[START DATASET ENTRIES]

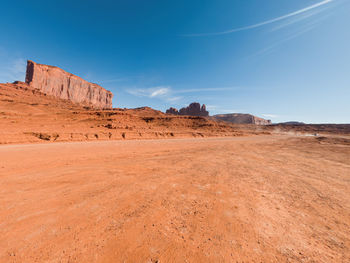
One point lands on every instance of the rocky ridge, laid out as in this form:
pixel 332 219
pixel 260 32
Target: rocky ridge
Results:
pixel 194 109
pixel 241 118
pixel 56 82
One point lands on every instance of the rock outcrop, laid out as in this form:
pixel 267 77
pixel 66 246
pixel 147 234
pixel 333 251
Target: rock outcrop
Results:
pixel 194 109
pixel 240 118
pixel 61 84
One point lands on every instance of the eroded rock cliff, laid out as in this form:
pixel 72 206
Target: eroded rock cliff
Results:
pixel 240 118
pixel 194 109
pixel 61 84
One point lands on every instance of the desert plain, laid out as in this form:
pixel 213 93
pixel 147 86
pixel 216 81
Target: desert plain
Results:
pixel 263 198
pixel 86 184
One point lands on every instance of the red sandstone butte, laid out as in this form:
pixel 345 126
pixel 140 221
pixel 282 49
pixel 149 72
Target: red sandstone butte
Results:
pixel 241 118
pixel 61 84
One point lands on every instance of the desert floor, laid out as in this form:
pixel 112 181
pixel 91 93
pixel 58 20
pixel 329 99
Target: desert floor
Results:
pixel 242 199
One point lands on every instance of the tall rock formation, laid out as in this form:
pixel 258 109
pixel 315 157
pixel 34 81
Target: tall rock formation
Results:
pixel 61 84
pixel 240 118
pixel 194 109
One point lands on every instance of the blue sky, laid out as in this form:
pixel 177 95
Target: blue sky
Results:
pixel 279 59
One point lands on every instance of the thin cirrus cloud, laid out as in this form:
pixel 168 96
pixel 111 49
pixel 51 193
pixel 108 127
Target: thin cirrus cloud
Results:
pixel 267 22
pixel 168 94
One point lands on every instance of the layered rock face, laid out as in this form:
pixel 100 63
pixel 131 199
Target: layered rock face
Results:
pixel 194 109
pixel 240 118
pixel 61 84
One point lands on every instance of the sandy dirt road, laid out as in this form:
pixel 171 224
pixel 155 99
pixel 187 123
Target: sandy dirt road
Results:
pixel 244 199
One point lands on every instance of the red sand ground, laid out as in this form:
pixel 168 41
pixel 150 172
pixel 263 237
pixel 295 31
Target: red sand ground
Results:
pixel 243 199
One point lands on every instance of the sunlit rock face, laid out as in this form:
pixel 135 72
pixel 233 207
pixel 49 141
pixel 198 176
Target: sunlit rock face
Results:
pixel 240 118
pixel 61 84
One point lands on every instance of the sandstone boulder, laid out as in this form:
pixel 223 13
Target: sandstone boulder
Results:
pixel 61 84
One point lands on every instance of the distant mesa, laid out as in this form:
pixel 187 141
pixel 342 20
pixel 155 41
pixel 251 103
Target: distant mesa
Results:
pixel 292 123
pixel 61 84
pixel 241 118
pixel 194 109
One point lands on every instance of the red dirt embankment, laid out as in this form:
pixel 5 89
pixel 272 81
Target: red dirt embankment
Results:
pixel 243 199
pixel 27 115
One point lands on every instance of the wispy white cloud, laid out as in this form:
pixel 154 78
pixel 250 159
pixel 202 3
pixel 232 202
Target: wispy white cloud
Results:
pixel 206 89
pixel 267 22
pixel 155 92
pixel 167 93
pixel 301 30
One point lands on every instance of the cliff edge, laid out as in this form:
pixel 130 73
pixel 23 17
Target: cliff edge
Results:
pixel 56 82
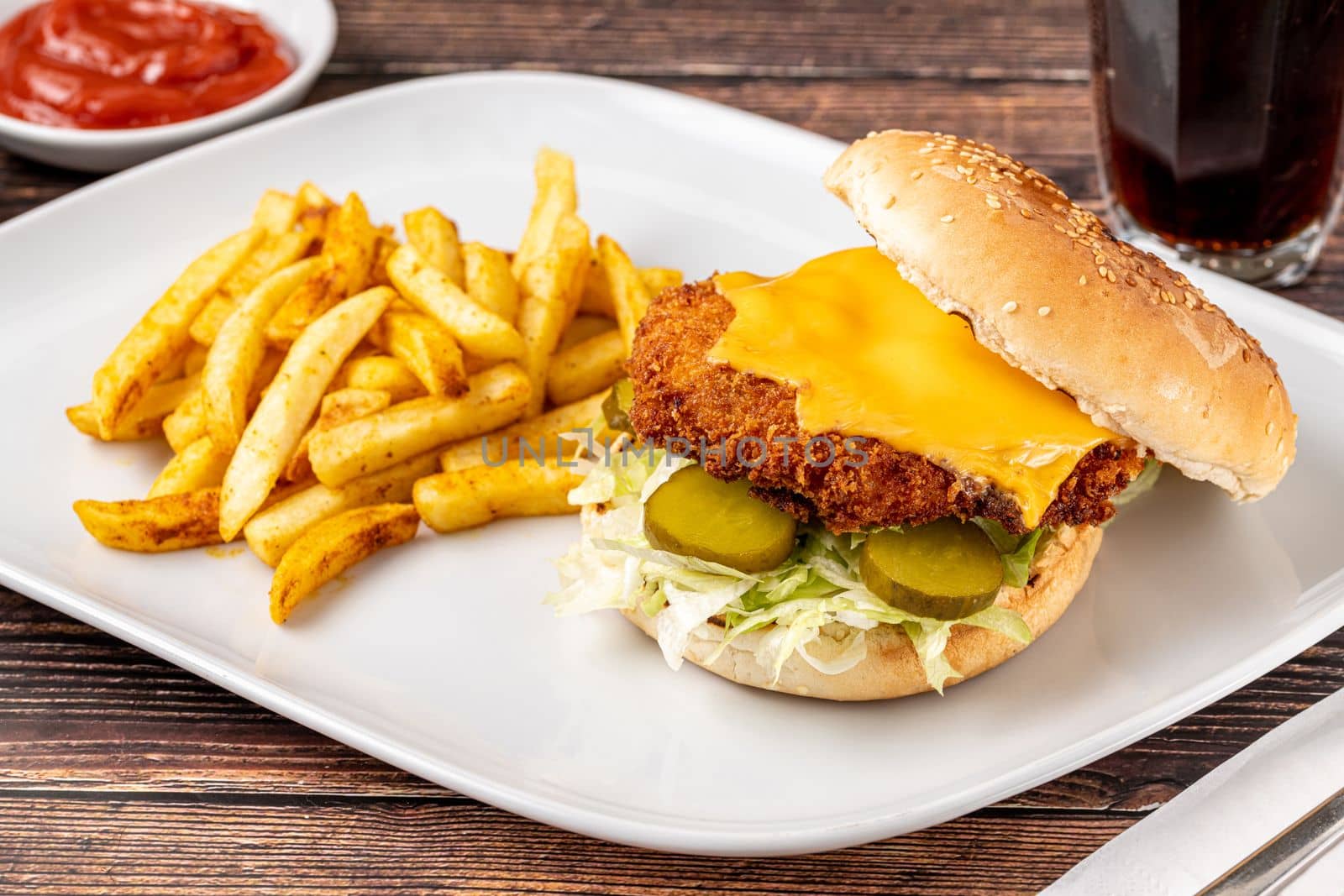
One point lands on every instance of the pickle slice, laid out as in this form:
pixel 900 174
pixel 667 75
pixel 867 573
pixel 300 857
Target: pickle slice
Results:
pixel 696 515
pixel 616 407
pixel 945 570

[END DATASET ENTRIES]

TASK PROMPT: Please rewrite all of the material above, changing every "Results" to "Answers" and keeping everything else the same. Omit the pictures.

CORRECT ANSWER:
One point lands on every instance of the rocky ridge, laid out as in this form:
pixel 332 219
pixel 260 32
Target: rocky ridge
Answers:
pixel 194 109
pixel 241 118
pixel 56 82
One point lands on every instance of the rock outcrop, laid out as in this form:
pixel 267 77
pixel 66 246
pixel 147 234
pixel 333 251
Target: rock outcrop
Answers:
pixel 194 109
pixel 240 118
pixel 61 84
One point lands on every instance of the eroded rock cliff, laid out as in this form:
pixel 72 206
Target: eroded rock cliff
Answers:
pixel 240 118
pixel 194 109
pixel 61 84
One point lands on every instance of the desert plain, laid out as in this form:
pixel 213 93
pixel 147 86
pixel 216 81
Target: desert plain
Answers:
pixel 263 198
pixel 86 184
One point lands on every instance of the red sandstone butte, laid out as in this form:
pixel 345 126
pixel 140 221
pixel 282 49
pixel 149 72
Target: red sandstone butte
Answers:
pixel 241 118
pixel 61 84
One point lands on every instance of the desert floor, laid out as in this form:
pixel 112 181
pixel 91 93
pixel 58 20
pixel 329 99
Target: desert floor
Answers:
pixel 242 199
One point lands on every instance of the tall rock formation, laid out as in this form:
pixel 258 109
pixel 315 157
pixel 34 81
Target: tall rock formation
Answers:
pixel 61 84
pixel 240 118
pixel 194 109
One point lands on every instance of the blue sky, laid out as in this form:
pixel 177 95
Target: blue sky
Answers:
pixel 279 59
One point lands on every instance of the thin cirrus cloud, laid out as in this form:
pixel 168 96
pixel 111 49
pixel 51 193
pixel 108 127
Target: thin cirrus cloud
Answers:
pixel 267 22
pixel 168 94
One point lands on every instance of the layered rock face, laid out as in this form:
pixel 100 63
pixel 131 199
Target: layered rock face
Answers:
pixel 194 109
pixel 240 118
pixel 61 84
One point lands on every instance of the sandy dirt road, laid out as in this form:
pixel 171 224
pixel 155 99
pixel 187 123
Target: sandy dirt road
Answers:
pixel 244 199
One point lands on every instance of the red sand ground, laid out as in this form:
pixel 168 41
pixel 150 172
pixel 263 237
pixel 295 31
Target: red sand ground
Answers:
pixel 243 199
One point lands on every instance of the sunlit rock face, laid out as in this form:
pixel 135 72
pixel 233 207
pixel 49 141
pixel 198 176
Target: sunlit rock face
Answers:
pixel 240 118
pixel 61 84
One point lands on every instance of the sandstone boulder, laid out as in this form:
pixel 223 13
Target: sandstone boulder
Answers:
pixel 61 84
One point lands on every instance of the distant mesa, laid out as in this form:
pixel 187 141
pixel 342 20
pixel 155 41
pixel 251 103
Target: distant mesa
Answers:
pixel 292 123
pixel 61 84
pixel 241 118
pixel 194 109
One point lands on every instance of the red dirt embankment, laid out as in this form:
pixel 5 89
pixel 272 81
Target: red dirt embankment
Answers:
pixel 243 199
pixel 27 115
One point lands on every instance of the wispy white cloud, laid out as in this form:
pixel 154 78
pixel 250 159
pixel 202 3
pixel 232 202
Target: wispy white cloud
Answers:
pixel 206 89
pixel 267 22
pixel 155 92
pixel 167 93
pixel 301 30
One point lands on every instance of the cliff edge, laid out as in this form:
pixel 130 73
pixel 23 17
Target: cliff edge
Answers:
pixel 56 82
One point lands on every instance of the pickle slice, laid out as in this form:
pixel 900 174
pixel 667 75
pixel 867 573
pixel 300 857
Target: pickle slice
Answers:
pixel 696 515
pixel 616 407
pixel 945 570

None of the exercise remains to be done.